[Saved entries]
┄┄┄┄┄┄
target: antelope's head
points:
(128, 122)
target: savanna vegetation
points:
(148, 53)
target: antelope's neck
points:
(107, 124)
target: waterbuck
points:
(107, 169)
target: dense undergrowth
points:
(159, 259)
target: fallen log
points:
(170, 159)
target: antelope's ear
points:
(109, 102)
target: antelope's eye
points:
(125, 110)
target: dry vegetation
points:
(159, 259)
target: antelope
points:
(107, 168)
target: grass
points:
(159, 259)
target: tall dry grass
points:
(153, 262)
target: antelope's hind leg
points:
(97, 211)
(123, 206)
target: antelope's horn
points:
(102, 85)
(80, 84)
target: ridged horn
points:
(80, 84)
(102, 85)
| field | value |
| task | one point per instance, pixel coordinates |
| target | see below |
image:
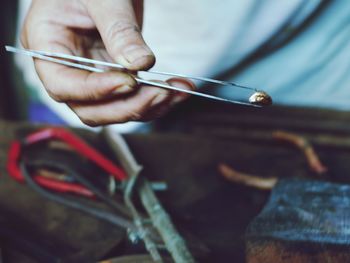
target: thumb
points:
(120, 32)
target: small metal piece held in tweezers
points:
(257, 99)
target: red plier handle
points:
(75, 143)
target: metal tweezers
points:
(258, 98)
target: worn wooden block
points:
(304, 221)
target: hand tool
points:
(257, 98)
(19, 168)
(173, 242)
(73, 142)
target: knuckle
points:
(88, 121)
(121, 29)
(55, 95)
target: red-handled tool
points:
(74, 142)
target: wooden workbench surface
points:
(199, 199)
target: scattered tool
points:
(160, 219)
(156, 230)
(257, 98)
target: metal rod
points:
┄┄┄┄┄┄
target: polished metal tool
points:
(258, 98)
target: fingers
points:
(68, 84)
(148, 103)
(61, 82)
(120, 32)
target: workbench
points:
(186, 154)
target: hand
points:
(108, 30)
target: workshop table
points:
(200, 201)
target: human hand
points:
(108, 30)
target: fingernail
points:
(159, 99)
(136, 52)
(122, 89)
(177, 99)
┄┄┄┄┄┄
→ **PROBLEM DETAILS**: Please gather every line of the material above that contains the string "metal" and copy those lines out.

→ **FULL OUTPUT**:
target: small metal piece held in tweezers
target: metal tweezers
target: metal rod
target: polished metal tool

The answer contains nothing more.